■ Exercise directions
Each line of the data below containing "white" needs to be listed.

Point localization data
/---
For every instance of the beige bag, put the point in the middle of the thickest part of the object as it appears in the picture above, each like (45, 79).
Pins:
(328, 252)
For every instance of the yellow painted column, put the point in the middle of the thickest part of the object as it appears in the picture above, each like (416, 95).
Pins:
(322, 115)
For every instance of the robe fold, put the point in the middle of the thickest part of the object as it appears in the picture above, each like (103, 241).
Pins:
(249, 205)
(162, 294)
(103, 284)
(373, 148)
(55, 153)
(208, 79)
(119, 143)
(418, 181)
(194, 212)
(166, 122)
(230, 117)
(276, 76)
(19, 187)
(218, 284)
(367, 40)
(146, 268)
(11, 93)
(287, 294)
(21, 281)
\---
/---
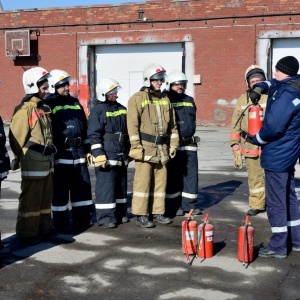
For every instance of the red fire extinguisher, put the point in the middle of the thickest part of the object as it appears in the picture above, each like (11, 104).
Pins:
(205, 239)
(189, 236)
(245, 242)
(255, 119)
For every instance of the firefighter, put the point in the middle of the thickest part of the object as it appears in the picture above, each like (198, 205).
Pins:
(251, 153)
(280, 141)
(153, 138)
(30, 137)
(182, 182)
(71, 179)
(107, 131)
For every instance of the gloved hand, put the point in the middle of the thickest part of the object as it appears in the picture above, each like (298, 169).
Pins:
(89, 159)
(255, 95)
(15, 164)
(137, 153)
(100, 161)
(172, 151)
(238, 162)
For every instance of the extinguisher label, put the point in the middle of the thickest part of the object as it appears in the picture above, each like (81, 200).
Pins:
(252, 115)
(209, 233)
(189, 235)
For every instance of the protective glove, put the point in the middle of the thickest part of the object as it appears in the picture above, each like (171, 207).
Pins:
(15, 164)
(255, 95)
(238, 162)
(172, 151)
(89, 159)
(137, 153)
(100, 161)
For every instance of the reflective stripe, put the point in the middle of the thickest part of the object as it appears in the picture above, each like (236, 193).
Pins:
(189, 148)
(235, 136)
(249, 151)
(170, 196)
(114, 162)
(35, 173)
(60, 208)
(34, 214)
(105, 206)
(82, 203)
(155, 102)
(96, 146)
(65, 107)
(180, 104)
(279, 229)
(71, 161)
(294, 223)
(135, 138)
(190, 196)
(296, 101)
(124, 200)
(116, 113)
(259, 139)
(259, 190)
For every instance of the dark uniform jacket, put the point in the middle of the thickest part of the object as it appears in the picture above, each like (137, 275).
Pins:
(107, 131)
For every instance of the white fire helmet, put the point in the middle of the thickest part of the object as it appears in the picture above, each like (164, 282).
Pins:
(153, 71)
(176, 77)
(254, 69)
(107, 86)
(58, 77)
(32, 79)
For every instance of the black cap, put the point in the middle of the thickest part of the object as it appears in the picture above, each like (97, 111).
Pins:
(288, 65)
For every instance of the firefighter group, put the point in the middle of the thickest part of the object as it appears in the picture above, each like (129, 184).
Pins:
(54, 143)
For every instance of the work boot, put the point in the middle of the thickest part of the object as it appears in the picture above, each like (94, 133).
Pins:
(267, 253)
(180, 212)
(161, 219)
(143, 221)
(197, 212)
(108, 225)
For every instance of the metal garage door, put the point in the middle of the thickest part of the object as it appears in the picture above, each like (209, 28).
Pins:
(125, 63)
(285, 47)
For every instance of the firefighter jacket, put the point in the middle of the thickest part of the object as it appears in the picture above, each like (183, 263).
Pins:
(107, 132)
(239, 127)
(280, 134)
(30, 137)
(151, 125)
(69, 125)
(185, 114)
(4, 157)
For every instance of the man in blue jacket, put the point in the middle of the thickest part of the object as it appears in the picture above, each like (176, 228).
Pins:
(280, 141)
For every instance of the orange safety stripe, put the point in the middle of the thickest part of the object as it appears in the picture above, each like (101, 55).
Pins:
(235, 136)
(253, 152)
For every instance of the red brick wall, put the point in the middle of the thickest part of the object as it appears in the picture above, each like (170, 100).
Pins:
\---
/---
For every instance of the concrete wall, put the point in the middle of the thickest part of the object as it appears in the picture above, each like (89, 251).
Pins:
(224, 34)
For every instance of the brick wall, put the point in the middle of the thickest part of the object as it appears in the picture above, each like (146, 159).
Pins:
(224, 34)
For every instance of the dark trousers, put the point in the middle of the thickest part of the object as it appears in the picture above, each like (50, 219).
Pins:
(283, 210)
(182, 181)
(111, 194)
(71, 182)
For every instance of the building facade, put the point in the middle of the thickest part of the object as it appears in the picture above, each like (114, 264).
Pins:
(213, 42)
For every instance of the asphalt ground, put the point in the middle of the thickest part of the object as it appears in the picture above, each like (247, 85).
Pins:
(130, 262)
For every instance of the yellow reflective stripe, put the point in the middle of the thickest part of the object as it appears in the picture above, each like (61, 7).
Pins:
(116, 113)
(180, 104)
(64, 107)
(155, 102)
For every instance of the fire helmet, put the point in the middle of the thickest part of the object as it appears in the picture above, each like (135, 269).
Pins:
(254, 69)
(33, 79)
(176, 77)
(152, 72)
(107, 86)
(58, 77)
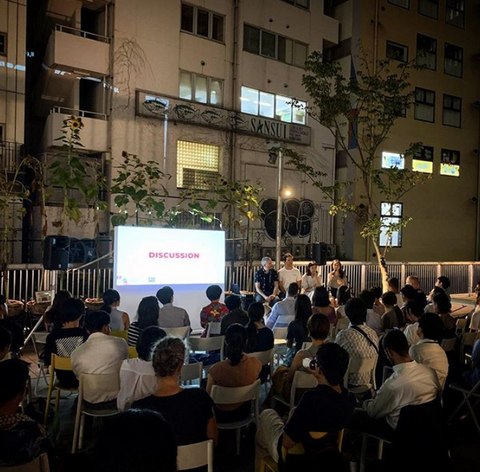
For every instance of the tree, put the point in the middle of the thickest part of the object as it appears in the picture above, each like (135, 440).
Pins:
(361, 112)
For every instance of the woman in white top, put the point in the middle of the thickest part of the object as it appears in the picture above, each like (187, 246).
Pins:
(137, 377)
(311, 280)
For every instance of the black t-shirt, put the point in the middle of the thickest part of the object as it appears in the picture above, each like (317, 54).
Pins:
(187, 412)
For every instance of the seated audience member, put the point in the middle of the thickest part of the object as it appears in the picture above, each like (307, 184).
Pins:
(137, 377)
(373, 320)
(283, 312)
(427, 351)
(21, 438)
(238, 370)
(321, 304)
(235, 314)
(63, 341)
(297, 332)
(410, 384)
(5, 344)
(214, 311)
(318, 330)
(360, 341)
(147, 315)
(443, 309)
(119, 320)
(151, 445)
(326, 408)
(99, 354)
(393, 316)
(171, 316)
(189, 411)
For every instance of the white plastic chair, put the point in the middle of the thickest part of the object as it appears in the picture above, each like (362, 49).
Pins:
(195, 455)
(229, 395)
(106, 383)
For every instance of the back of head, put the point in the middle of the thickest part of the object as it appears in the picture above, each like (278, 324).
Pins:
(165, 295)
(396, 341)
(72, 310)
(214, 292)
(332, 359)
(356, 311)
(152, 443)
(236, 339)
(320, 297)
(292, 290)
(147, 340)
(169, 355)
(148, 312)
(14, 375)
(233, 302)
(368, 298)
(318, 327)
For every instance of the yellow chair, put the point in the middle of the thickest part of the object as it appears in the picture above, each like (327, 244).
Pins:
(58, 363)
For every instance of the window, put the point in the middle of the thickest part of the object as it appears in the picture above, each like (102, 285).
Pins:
\---
■ Answer box
For every instance of the white fire helmet, put the point in the middle of the thickest part of the object as it appears in the picture above, each like (164, 282).
For every instance of the woman in white top, put the point in the middle of the thickest part of the object as it appears in the picture above, each like (187, 246).
For every instance of the white plastic chair, put the point in the middle of the thickest part of the object as it appears in the picture above, each like (362, 49).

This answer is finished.